AIM OF THE EXERCISE:
Output all of the records exactly as written.

GIVEN INFORMATION:
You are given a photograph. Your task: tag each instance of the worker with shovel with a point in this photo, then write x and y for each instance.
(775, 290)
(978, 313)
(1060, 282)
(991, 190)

RESPONSE:
You are given a photograph. Your task: tag each instance of the worker with shovel with a point in this photo, then write x and y for each instance.
(775, 290)
(978, 313)
(1060, 282)
(991, 190)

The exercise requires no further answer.